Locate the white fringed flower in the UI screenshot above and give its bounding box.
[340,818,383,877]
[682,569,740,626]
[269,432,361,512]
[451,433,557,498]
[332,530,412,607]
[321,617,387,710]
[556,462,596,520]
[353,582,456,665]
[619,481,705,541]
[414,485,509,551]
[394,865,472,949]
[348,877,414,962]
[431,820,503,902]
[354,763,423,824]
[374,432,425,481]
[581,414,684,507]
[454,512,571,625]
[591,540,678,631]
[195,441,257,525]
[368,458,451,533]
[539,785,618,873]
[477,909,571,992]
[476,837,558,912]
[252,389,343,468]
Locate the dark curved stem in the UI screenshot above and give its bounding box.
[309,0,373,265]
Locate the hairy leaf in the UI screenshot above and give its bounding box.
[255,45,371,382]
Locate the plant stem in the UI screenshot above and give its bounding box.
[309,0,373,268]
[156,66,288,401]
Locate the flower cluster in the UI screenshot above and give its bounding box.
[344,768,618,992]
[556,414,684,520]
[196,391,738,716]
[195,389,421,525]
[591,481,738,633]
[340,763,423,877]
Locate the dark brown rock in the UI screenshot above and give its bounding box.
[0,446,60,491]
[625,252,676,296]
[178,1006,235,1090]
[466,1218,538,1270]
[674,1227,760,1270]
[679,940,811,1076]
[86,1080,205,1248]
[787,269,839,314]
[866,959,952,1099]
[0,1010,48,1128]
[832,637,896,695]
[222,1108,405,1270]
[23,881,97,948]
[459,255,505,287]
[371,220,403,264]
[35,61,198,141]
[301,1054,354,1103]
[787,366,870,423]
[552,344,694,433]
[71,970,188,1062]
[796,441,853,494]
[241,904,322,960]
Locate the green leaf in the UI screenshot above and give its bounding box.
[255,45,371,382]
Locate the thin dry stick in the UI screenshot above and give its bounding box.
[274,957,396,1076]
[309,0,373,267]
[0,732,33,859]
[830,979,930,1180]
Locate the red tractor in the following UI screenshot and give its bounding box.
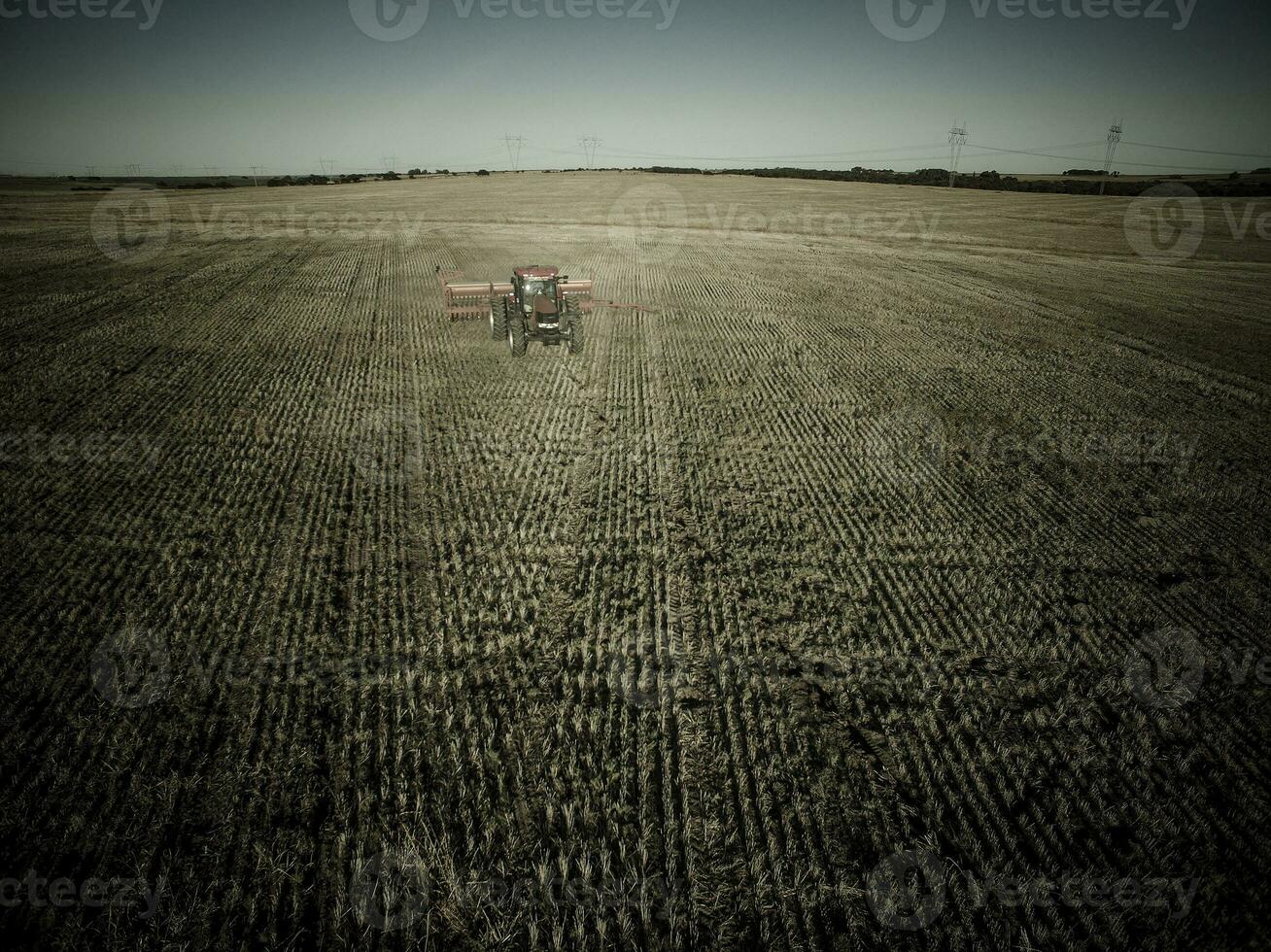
[441,264,593,357]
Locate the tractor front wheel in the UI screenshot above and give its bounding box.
[507,319,528,357]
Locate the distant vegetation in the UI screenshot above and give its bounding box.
[645,165,1271,198]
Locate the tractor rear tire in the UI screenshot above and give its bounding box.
[507,318,529,357]
[569,312,585,357]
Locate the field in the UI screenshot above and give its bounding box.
[0,173,1271,949]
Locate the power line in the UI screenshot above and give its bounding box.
[503,133,525,172]
[1099,122,1122,194]
[578,136,603,169]
[949,119,967,188]
[1125,141,1271,159]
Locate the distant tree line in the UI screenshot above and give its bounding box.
[640,165,1271,198]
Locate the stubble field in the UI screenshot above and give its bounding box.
[0,173,1271,949]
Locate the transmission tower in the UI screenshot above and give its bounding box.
[1099,122,1122,194]
[949,119,967,188]
[578,136,603,170]
[503,135,525,172]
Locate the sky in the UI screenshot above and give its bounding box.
[0,0,1271,174]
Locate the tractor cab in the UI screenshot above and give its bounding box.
[512,265,561,323]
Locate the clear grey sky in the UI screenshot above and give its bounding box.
[0,0,1271,174]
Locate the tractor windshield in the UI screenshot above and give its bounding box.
[524,279,556,308]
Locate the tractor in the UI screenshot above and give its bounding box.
[438,264,593,357]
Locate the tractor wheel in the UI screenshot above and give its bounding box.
[569,312,583,356]
[507,319,528,357]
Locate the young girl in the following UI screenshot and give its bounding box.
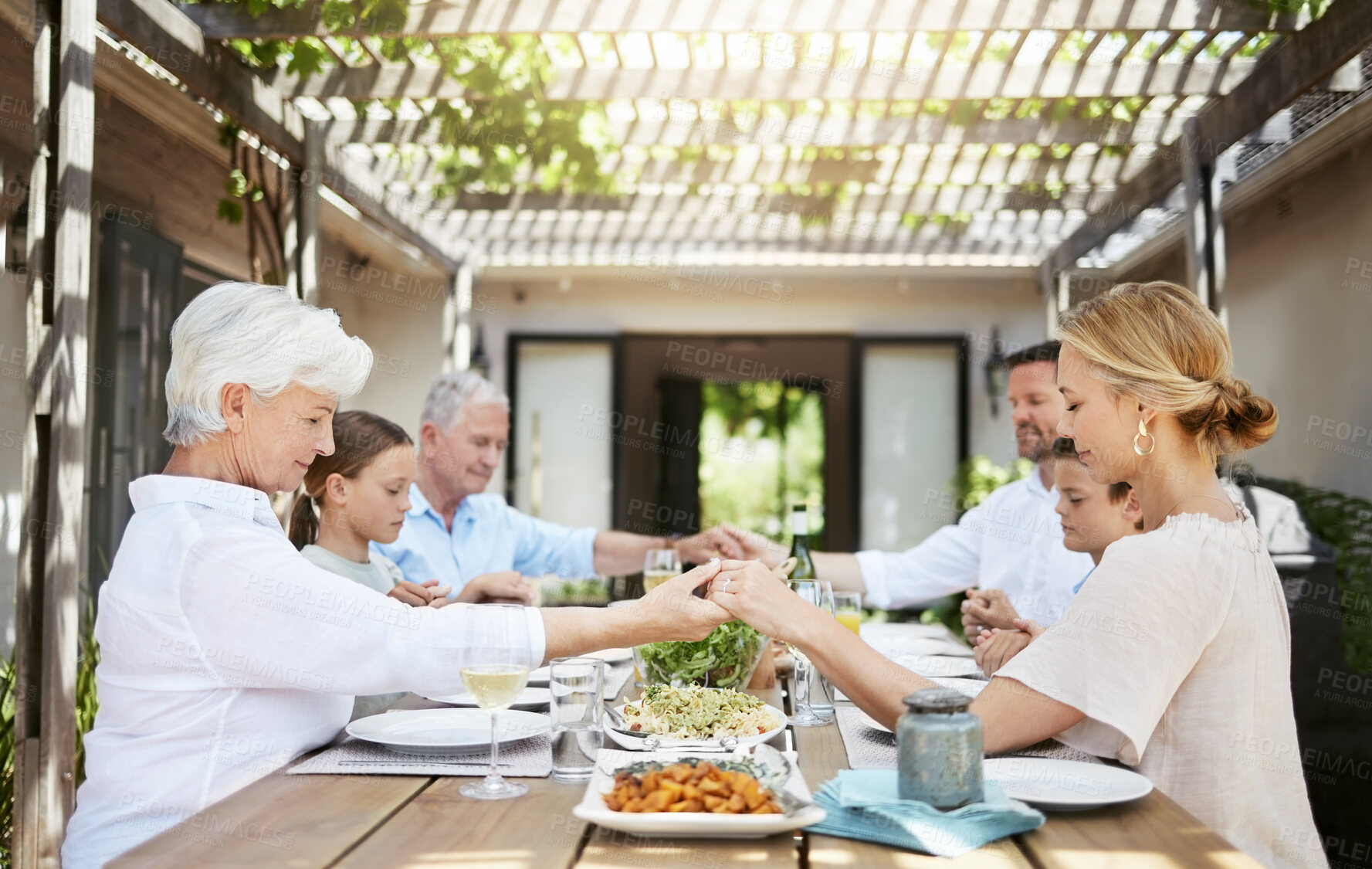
[710,281,1328,869]
[290,410,452,607]
[962,438,1143,675]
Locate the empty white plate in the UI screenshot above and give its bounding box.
[429,687,553,710]
[858,710,890,733]
[929,675,991,698]
[347,708,553,756]
[982,758,1153,811]
[581,650,634,664]
[892,655,982,678]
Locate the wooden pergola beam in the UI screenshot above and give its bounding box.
[320,107,1187,147]
[174,0,1299,39]
[70,0,459,272]
[1049,0,1372,270]
[262,59,1254,102]
[12,0,96,869]
[429,184,1113,225]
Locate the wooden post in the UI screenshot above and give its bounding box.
[443,261,472,371]
[1181,118,1228,325]
[281,162,304,299]
[296,120,324,305]
[14,0,96,869]
[1038,256,1068,334]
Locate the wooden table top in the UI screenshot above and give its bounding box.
[108,631,1261,869]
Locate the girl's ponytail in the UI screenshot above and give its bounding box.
[286,491,320,549]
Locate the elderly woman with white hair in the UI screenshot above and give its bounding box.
[62,283,729,869]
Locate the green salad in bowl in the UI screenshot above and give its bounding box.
[634,622,767,687]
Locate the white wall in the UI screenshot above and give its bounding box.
[473,268,1044,480]
[1128,129,1372,498]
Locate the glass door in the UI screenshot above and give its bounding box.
[86,221,189,593]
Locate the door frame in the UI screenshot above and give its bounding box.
[505,332,623,507]
[86,219,188,595]
[852,332,971,541]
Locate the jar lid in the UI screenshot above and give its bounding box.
[904,687,971,715]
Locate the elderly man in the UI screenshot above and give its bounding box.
[372,371,742,601]
[62,284,729,869]
[730,341,1091,634]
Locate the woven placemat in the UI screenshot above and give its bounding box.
[286,733,553,779]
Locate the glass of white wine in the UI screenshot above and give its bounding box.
[786,579,834,728]
[643,549,682,595]
[459,604,534,799]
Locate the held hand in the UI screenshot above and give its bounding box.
[625,560,733,641]
[712,523,786,567]
[385,579,452,608]
[710,562,811,640]
[977,630,1033,675]
[457,570,534,607]
[676,524,744,564]
[962,589,1019,637]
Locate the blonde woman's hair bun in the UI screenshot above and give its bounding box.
[1059,280,1277,461]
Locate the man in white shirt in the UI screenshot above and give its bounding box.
[372,371,742,603]
[734,341,1091,626]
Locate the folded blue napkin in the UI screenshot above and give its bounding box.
[805,769,1044,857]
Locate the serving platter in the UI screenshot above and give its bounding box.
[572,748,826,839]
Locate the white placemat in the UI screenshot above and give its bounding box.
[837,706,1100,769]
[834,657,988,700]
[858,622,952,644]
[286,733,553,779]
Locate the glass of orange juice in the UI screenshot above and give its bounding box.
[834,592,862,634]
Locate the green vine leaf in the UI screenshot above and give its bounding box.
[219,199,243,226]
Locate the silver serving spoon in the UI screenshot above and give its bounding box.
[605,703,738,751]
[752,744,815,814]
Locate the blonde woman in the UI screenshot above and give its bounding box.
[710,283,1328,866]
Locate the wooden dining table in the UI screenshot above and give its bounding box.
[108,631,1259,869]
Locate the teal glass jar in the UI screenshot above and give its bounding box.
[896,687,982,810]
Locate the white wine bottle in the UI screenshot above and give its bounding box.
[791,504,819,579]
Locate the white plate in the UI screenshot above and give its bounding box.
[867,637,975,659]
[581,650,634,664]
[858,622,950,644]
[602,703,786,751]
[347,708,553,756]
[929,675,991,698]
[982,758,1153,811]
[858,710,890,733]
[572,749,825,839]
[892,655,982,678]
[428,687,553,710]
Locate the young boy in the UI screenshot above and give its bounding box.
[962,438,1143,675]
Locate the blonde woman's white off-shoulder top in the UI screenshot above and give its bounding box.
[998,511,1328,867]
[62,475,544,869]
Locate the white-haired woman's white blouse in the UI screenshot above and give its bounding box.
[996,511,1328,867]
[62,477,544,869]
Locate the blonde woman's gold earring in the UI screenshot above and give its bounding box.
[1133,420,1158,456]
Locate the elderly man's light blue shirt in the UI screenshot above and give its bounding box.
[372,484,597,596]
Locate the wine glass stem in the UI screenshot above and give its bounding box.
[486,710,502,786]
[796,655,809,718]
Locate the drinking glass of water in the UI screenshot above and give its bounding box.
[547,657,606,781]
[459,604,534,799]
[643,549,682,595]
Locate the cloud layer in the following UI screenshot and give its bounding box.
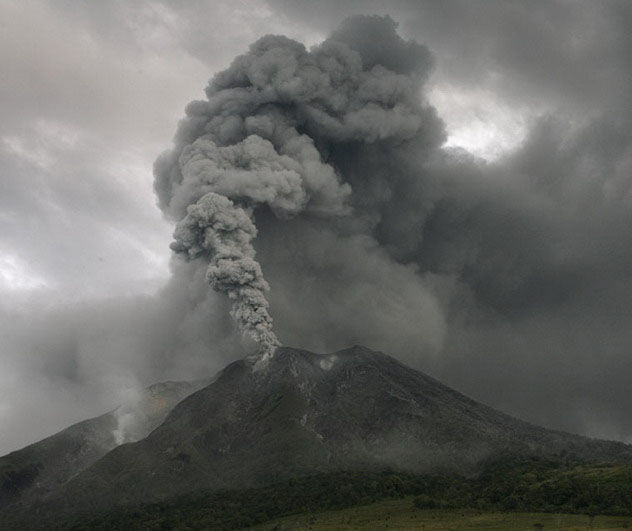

****

● What you should do
Can you set down the lines of the records above from the line with "Locate the folded" up to and including the line with "[108,631,1259,869]", reproducing each one character for character?

● Answer for the task
Locate the folded blue napkin in the UI screenshot above and give its bounding box.
[805,769,1044,857]
Locate the serving platter in the UI screenshot above and give its bounding box.
[572,748,826,839]
Locate the white placemat in the UI screenshot above and give its bounding box.
[837,706,1100,769]
[834,657,988,700]
[858,622,952,644]
[286,733,553,779]
Locate the glass of orange juice in the UI screenshot above and give its bounding box.
[834,592,862,634]
Locate the green vine leaf in the UI screenshot above and give its bounding box.
[219,199,243,226]
Locate the silver serving spoon in the UI screenshot above and give its bounding box.
[605,703,738,751]
[752,744,815,814]
Locate the blonde woman in the UI screenshot above and give its bounding box.
[710,283,1328,866]
Locate the wooden dining table in the UI screenshot above and give its bounding box.
[108,631,1259,869]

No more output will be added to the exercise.